**Brief**
From the items below, keep only the lines that contain the word "wall" and copy each of them in full.

── Provided data ──

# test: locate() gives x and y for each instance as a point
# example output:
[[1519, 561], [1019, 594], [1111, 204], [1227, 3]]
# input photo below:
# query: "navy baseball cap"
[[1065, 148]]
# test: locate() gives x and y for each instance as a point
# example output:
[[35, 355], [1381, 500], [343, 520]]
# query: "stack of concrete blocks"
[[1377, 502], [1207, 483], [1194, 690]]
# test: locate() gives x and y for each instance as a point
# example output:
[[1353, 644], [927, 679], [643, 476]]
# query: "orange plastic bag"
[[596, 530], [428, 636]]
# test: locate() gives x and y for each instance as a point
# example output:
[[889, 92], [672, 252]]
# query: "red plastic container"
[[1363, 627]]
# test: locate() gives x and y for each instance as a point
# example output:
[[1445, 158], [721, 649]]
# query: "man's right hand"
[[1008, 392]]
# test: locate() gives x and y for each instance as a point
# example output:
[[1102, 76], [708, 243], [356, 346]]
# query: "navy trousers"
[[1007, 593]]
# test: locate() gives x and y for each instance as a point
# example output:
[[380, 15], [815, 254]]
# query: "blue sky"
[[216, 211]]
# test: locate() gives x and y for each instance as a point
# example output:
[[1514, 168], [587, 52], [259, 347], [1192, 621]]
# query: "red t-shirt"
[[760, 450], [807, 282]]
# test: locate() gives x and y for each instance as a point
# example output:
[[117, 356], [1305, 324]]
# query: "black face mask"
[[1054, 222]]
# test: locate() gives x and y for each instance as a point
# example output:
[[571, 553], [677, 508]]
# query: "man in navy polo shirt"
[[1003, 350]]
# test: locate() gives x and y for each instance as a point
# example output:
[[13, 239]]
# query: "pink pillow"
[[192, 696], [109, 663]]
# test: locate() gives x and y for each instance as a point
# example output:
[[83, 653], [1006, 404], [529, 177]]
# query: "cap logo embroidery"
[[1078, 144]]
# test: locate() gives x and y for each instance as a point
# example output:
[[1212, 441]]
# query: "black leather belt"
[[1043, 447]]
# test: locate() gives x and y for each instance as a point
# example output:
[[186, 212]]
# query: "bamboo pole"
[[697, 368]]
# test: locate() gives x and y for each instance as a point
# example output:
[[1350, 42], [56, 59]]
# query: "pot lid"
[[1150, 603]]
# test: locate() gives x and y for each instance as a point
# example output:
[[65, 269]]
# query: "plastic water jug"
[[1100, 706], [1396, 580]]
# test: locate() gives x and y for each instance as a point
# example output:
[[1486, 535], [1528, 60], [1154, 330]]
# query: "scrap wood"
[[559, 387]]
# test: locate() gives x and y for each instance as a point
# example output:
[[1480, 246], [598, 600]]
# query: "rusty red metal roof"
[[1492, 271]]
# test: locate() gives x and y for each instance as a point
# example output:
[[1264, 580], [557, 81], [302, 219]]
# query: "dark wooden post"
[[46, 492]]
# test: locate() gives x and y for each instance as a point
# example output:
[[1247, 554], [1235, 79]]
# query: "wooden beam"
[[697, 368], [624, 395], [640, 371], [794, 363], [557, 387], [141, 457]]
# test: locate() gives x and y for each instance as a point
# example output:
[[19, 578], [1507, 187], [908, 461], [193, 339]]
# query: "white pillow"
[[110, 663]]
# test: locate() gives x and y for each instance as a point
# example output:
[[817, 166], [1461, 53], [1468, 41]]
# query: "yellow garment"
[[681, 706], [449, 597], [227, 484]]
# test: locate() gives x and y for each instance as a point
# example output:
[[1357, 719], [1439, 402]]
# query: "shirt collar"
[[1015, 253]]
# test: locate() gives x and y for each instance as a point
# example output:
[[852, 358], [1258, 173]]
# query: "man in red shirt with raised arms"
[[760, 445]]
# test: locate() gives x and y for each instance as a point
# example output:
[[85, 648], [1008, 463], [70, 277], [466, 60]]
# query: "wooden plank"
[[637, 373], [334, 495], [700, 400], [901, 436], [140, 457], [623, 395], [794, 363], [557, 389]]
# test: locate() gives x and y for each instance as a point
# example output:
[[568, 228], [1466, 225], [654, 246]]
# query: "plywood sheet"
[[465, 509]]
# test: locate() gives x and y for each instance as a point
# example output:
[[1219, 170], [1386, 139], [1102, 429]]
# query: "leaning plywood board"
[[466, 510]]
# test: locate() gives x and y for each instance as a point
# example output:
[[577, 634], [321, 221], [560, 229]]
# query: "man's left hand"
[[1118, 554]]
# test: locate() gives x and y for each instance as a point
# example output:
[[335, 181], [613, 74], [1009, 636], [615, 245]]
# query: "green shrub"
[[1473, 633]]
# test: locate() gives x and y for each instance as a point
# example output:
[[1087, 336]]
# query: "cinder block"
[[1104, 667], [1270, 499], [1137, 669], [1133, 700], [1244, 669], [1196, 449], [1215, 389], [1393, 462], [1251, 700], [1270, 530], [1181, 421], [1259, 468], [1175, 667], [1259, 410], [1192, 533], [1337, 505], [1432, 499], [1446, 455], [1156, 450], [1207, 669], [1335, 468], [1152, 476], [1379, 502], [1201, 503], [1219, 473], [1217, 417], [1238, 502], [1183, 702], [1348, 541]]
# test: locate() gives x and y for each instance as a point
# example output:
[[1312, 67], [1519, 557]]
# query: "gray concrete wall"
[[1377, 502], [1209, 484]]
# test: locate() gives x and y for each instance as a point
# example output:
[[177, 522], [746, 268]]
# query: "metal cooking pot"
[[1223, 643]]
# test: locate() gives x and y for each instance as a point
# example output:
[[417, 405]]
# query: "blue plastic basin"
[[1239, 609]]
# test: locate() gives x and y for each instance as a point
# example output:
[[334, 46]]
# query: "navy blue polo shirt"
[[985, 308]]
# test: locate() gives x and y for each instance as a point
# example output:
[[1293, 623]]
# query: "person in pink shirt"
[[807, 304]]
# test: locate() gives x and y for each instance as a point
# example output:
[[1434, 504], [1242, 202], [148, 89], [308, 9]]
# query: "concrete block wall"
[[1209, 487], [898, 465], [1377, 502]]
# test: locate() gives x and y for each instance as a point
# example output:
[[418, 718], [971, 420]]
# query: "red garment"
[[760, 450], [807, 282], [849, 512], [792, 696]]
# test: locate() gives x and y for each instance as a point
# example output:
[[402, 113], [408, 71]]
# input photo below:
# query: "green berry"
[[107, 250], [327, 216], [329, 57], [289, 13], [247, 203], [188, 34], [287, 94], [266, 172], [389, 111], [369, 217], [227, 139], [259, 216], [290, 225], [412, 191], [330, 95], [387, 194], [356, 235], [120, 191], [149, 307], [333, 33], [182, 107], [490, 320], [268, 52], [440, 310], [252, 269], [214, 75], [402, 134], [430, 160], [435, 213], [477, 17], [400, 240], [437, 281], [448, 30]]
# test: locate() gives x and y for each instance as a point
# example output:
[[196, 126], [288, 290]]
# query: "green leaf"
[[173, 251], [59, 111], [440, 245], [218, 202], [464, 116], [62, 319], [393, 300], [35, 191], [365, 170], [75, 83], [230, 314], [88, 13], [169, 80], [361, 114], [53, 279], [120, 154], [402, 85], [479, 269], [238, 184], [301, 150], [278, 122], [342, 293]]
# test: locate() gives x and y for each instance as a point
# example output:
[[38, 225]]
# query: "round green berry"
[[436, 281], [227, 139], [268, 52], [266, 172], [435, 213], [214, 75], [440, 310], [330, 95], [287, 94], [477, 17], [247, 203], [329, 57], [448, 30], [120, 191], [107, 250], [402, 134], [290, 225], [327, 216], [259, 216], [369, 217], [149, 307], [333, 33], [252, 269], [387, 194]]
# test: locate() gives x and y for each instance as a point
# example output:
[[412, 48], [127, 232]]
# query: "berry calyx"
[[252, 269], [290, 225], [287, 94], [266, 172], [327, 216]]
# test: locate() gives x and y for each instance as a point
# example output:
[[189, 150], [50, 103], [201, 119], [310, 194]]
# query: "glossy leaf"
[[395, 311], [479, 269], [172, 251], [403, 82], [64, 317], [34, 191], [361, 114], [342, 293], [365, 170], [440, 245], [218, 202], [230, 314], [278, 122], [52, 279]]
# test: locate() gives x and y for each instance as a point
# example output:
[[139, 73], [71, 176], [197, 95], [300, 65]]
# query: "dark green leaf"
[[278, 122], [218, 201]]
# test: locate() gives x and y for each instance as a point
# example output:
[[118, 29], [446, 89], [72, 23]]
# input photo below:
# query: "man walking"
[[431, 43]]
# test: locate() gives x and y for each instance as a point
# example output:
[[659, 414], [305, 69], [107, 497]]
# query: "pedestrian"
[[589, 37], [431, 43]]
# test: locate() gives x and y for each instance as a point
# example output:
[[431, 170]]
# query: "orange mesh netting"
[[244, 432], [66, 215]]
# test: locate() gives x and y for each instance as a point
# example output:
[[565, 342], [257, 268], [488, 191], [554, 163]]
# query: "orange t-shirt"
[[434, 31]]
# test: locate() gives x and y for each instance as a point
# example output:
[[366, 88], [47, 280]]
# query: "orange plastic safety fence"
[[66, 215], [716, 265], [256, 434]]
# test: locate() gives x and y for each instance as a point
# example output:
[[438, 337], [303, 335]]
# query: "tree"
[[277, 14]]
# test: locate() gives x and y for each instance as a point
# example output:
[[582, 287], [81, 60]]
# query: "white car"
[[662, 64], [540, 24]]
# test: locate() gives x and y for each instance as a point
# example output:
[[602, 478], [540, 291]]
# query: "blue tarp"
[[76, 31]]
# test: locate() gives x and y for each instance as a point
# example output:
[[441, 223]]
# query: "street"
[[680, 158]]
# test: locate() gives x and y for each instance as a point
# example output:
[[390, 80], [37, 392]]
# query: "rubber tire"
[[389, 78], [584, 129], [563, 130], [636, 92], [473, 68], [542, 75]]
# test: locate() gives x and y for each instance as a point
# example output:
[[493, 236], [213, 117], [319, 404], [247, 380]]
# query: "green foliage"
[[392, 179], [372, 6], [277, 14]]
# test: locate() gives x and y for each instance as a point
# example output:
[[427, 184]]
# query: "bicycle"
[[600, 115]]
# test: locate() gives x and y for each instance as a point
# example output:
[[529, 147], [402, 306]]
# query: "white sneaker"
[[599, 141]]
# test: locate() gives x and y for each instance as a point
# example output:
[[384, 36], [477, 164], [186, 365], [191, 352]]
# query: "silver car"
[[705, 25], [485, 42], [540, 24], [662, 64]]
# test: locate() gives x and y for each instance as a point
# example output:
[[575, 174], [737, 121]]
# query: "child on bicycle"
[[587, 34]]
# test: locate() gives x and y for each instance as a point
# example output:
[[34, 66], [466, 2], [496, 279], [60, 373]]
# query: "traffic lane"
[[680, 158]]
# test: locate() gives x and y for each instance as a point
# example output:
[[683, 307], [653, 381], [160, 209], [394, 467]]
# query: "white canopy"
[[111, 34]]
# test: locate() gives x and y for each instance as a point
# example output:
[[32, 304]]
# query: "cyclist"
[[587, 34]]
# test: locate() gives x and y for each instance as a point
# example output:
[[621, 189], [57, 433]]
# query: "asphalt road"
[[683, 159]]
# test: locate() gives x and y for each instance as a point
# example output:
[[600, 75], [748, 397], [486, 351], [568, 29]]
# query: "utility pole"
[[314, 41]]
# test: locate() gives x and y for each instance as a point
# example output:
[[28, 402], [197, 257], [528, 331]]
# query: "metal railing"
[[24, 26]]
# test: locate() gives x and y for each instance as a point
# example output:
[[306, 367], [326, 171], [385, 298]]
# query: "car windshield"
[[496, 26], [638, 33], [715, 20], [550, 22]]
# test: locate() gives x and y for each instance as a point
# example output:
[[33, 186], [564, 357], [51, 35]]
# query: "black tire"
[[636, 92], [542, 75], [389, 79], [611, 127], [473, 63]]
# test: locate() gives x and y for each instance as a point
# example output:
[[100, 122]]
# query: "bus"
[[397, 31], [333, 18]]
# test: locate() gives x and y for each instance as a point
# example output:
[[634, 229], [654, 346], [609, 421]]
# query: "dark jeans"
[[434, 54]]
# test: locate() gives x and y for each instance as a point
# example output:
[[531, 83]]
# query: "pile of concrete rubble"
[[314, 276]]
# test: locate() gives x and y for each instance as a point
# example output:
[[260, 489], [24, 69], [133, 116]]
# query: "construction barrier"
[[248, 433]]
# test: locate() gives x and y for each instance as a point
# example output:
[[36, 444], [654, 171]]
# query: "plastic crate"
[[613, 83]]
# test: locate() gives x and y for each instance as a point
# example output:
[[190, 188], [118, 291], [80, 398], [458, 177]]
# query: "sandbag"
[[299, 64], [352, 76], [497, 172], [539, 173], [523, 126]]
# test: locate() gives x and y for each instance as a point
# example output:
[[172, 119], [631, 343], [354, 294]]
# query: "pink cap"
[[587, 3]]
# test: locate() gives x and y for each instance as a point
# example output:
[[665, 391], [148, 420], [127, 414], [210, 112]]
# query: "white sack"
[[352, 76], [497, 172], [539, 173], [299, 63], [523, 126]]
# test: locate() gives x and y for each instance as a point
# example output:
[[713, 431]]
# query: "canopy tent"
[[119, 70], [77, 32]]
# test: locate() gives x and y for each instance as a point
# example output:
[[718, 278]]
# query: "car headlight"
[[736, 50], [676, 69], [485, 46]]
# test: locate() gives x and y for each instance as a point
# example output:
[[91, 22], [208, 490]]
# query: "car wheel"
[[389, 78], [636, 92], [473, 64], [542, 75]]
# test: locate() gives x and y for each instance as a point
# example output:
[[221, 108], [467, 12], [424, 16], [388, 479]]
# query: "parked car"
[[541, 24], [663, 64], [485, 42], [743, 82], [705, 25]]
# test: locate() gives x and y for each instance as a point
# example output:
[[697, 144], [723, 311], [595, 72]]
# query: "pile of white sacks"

───

**Response to this task**
# query: "gray concrete wall"
# query: "concrete block wall"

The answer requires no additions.